Stored items from a collection:
__________________________________________________

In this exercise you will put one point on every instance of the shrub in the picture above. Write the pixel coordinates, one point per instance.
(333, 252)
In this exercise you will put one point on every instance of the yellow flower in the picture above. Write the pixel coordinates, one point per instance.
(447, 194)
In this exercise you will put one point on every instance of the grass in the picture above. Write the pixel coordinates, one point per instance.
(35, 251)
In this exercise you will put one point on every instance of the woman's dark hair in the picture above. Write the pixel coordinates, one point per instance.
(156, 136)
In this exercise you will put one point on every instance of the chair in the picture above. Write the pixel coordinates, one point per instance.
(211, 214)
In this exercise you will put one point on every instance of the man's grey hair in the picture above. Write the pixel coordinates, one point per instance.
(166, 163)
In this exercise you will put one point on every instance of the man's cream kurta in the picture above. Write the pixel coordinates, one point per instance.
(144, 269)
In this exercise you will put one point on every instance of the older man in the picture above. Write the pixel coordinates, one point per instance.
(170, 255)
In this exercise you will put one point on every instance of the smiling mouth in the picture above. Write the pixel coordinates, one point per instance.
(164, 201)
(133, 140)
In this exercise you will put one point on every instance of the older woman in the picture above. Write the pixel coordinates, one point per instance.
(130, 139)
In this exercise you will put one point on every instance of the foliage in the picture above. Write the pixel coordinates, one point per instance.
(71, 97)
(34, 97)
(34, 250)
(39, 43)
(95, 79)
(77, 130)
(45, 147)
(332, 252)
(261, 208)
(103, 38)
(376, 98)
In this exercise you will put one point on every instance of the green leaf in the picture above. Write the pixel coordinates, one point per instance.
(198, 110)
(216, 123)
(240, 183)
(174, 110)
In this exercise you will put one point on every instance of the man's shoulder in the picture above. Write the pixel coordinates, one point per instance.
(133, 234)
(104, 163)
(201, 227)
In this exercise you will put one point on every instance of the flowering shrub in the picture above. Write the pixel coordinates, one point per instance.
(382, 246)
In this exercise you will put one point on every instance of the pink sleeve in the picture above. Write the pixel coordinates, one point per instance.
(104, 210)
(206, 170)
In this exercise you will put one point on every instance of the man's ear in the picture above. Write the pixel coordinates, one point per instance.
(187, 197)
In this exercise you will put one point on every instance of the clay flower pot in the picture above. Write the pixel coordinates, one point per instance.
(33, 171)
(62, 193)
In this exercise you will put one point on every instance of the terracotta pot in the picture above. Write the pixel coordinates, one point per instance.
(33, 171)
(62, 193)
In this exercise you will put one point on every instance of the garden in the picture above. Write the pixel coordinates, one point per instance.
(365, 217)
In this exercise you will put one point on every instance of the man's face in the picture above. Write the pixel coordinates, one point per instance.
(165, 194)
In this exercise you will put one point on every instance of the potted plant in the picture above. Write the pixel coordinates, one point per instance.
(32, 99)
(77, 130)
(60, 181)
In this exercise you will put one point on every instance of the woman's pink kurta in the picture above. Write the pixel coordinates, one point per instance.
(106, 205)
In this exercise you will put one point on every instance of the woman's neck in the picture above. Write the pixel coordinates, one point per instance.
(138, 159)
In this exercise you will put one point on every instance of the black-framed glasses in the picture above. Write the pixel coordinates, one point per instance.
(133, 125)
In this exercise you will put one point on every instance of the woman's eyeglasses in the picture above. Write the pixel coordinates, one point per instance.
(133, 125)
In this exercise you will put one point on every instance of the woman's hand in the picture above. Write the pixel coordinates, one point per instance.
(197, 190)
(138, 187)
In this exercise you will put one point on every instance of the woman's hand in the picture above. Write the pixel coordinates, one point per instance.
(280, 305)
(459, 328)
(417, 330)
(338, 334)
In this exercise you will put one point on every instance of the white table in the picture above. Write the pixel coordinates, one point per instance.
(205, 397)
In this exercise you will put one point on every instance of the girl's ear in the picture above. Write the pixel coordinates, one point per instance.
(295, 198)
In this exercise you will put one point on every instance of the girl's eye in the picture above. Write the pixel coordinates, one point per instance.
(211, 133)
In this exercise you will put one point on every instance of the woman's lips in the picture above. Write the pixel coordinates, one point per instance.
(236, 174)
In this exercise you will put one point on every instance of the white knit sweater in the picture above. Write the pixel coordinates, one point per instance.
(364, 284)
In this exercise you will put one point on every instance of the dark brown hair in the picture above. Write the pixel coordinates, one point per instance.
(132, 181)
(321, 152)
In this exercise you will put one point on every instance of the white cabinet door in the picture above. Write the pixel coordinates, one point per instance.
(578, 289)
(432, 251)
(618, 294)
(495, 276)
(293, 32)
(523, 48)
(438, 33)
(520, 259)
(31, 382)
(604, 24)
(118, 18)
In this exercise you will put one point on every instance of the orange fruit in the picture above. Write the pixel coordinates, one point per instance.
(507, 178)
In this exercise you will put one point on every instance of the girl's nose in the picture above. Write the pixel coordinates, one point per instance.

__________________________________________________

### TASK OBJECTIVE
Return each entry without altering a single word.

### RESULT OF THE TASK
In this exercise you will put one point on every instance of the shrub in the picture above. Write the pixel coordinates, one point per instance.
(333, 252)
In this exercise you will put one point on every instance of the yellow flower in the picture above. Write the pixel coordinates, one point per instance.
(447, 194)
In this exercise you will put one point on every instance of the grass in the picture above. Write the pixel coordinates, one point per instance.
(35, 251)
In this exercise you will put one point on every instance of the woman's dark hair in the picture above. Write the pixel coordinates, one point per instance.
(156, 136)
In this exercise you will put one point on every instance of the chair in the picture above. Write the pixel coordinates, one point per instance.
(211, 214)
In this exercise you will put one point on every instance of the man's grey hair in the picture above. Write the pixel coordinates, one point per instance.
(166, 163)
In this exercise you will put one point on every instance of the man's cream kurta in the picture above. Write the pixel coordinates, one point per instance.
(144, 269)
In this exercise you will put one point on every instance of the older man in the picture above. Write the pixel coordinates, one point per instance.
(170, 255)
In this exercise you will put one point on every instance of the smiling mouth in the picture above. Write the pixel coordinates, one point per instance.
(164, 201)
(133, 140)
In this exercise you will put one point on every instance of the older woman in the picture above. Write the pixel coordinates, one point per instance.
(130, 139)
In this exercise you will put one point on every instance of the foliage in the picture above. Write the pixel coordinates, one point per instance.
(71, 97)
(34, 97)
(34, 250)
(39, 43)
(95, 79)
(77, 130)
(45, 147)
(332, 252)
(261, 208)
(103, 38)
(376, 98)
In this exercise you will put one point on every instance of the green leaf in the picture above. Write the pixel coordinates, one point per instance.
(198, 110)
(216, 123)
(240, 183)
(174, 110)
In this exercise you will put one point on every instance of the man's shoulder in the picture above. Write the pixel coordinates, one point per instance.
(133, 234)
(104, 163)
(201, 227)
In this exercise you will put one point on every instance of the flowering shrub in the picture above. Write the pixel coordinates, one point per instance.
(382, 246)
In this exercise you will put one point on every instance of the pink sleeve in the picture above. Write the pixel coordinates, one point per instance.
(104, 210)
(206, 170)
In this exercise you will put one point on every instance of the man's ear in the picture above. Write the pixel coordinates, one point per instance.
(187, 197)
In this exercise you will put one point on every instance of the clay flower pot in the picture above. Write the pixel coordinates, one point per instance.
(33, 171)
(62, 193)
In this exercise you will put one point on every instance of the terracotta pot in the picture above. Write the pixel coordinates, one point per instance.
(33, 171)
(62, 193)
In this exercise you will put one point on every instance of the garden in the picture above. Write the pixel coordinates, one point per instance.
(365, 217)
In this exercise you will put one point on every instance of the man's face in the picture above. Write the pixel coordinates, one point per instance.
(165, 194)
In this exercise you will put one point on every instance of the potted plant in the picture above. Write the pixel coordinates, one point per instance.
(32, 99)
(77, 130)
(60, 181)
In this exercise you will put one point on every instance of the woman's pink kurta in the picture above. Write the pixel coordinates, one point per instance.
(106, 205)
In this exercise you will put one point on every instance of the woman's neck in the picture above. Write the pixel coordinates, one point per instance.
(138, 159)
In this exercise you will put one point on every instance of the black-framed glasses in the picture above. Write the pixel coordinates, one point per instance.
(133, 125)
In this exercise you will put one point on every instance of the woman's eyeglasses in the picture above. Write the pixel coordinates, one point per instance.
(133, 125)
In this exercise you will put one point on every instance of the woman's hand in the picture above. Write the pixel coordinates, one point per instance.
(197, 190)
(138, 187)
In this exercise you will put one point on every instance of the woman's hand in the picture above. Write the pixel coordinates, one point per instance.
(280, 305)
(459, 328)
(417, 330)
(338, 334)
In this exercise you will put one point on every instance of the white table in the picture above. Write the pixel coordinates, one point per instance.
(205, 397)
In this exercise you will put one point on every instance of the girl's ear in the picture above. Write the pixel coordinates, one point per instance.
(295, 198)
In this exercise you will put one point on every instance of the girl's eye in the picture above. Write the pixel coordinates, one point per instance.
(211, 133)
In this exercise you will put one point on every instance of the woman's lips in the picture above. Write the pixel coordinates, one point per instance.
(236, 174)
In this exercise you will put one point on every instance of the white knit sweater in the picture above. Write the pixel coordinates, one point per instance.
(364, 284)
In this exercise you will put one point on every instance of the dark brown hair in the picture above. Write the pixel coordinates, one point per instance.
(132, 181)
(321, 152)
In this exercise you will put one point on every instance of the white cabinet door in the picture above. Write the pixel coordinates, one point per instance.
(578, 289)
(432, 251)
(618, 294)
(495, 276)
(293, 32)
(523, 48)
(438, 33)
(520, 259)
(31, 382)
(604, 24)
(118, 18)
In this exercise you will put one point on every instance of the orange fruit in the picture above. Write the pixel coordinates, one point per instance.
(507, 178)
In this exercise you will put one point on every instance of the girl's nose in the picture above. Write the pixel coordinates, one point per instance.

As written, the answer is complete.